== SELECTION ==

Expanded Original — Geoff Dyer, author of Otherwise Known as the Human Condition, on Penguin Modern Classics and the paintings used on their covers:

The use of different paintings meant each book was a “modern classic” in its own particular way. A side effect was that books I was reading for an education in literature doubled as an introduction to art history… Since then the happiest moments in 35 years of museum-going have occurred when I’ve seen these Penguin Modern Classic paintings on a gallery wall. Especially since the cover often showed only a detail of the original. Seeing the works themselves revealed exactly what had been lost, though I invariably saw it the other way around, with the painting as an expanded version of the Penguin original.

Sci-Fi Diet – Mike Doherty interviews Gary Shteyngart, author of Super Sad True Love Story and Absurdistan, in Caplansky’s Delicatessen in downtown Toronto:

“My cholesterol is in the science-fiction realm,” he says. You’d expect him to be gargantuan, like Misha Vainberg, the gourmand oligarch from Absurdistan who’s always asking his manservant to make him meat pies, but Shteyngart is a slight fellow, with big black-rimmed glasses and a perpetually amused mien. He’s an ideal dining companion, if you’re not a rabid vegetarian, his speech a mixture of astute cultural observations, probing bons mots and moans of contentment.

===

TASKS TO COMPLETE:
(1) According to the excerpt, how many years of museum-going does Geoff Dyer mention?
(2) Rewrite everything in the excerpt from "Expanded Original —" down to "the Penguin original.", swapping "paintings" for "artworks".
(3) Condense the excerpt's paragraph beginning "“My cholesterol is in the science-fiction realm,”" into a shorter version that keeps its main facts.

== RECORDS SHOWN ==

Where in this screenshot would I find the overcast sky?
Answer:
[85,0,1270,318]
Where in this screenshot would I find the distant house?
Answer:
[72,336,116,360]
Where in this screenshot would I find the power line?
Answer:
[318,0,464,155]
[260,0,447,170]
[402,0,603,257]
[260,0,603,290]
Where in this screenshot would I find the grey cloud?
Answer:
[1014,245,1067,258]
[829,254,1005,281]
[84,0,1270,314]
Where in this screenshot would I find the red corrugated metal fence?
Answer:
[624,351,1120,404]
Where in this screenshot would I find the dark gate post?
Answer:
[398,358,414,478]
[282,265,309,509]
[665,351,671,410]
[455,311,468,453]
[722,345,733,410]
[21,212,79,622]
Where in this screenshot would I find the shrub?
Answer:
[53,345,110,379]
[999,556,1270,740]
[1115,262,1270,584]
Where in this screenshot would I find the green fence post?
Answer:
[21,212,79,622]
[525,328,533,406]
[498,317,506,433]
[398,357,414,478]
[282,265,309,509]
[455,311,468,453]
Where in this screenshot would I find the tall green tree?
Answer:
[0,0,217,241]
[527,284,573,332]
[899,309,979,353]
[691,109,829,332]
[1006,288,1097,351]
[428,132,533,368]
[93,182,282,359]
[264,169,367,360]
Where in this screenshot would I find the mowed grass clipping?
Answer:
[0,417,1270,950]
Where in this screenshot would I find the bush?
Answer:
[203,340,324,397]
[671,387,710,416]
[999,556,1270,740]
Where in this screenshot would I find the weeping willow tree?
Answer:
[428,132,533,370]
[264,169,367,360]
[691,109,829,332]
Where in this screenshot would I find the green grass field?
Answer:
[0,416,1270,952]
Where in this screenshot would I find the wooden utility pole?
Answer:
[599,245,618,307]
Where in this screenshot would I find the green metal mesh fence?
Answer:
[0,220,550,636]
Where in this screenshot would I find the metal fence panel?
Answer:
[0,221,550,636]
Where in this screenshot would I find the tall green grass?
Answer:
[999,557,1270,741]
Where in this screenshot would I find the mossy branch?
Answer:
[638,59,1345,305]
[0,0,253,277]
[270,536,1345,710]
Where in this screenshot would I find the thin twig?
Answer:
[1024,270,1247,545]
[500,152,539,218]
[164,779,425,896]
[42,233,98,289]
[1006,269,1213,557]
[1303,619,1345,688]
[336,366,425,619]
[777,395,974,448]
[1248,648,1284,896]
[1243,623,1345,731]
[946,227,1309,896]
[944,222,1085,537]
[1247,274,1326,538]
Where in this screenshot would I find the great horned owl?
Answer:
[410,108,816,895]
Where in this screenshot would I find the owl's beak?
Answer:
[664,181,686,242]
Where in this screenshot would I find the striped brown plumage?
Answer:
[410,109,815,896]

===

ANSWERS GIVEN:
(1) 35 years.

(2)
Expanded Original — Geoff Dyer, author of Otherwise Known as the Human Condition, on Penguin Modern Classics and the artworks used on their covers:

The use of different artworks meant each book was a “modern classic” in its own particular way. A side effect was that books I was reading for an education in literature doubled as an introduction to art history… Since then the happiest moments in 35 years of museum-going have occurred when I’ve seen these Penguin Modern Classic artworks on a gallery wall. Especially since the cover often showed only a detail of the original. Seeing the works themselves revealed exactly what had been lost, though I invariably saw it the other way around, with the painting as an expanded version of the Penguin original.

(3) Shteyngart says his cholesterol is "in the science-fiction realm." He is not gargantuan like Misha Vainberg, the meat-pie-loving gourmand oligarch from Absurdistan. Instead he is slight, with big black-rimmed glasses and a perpetually amused mien. Unless you are a rabid vegetarian, he makes an ideal dining companion. His talk mixes astute cultural observations, probing bons mots and moans of contentment.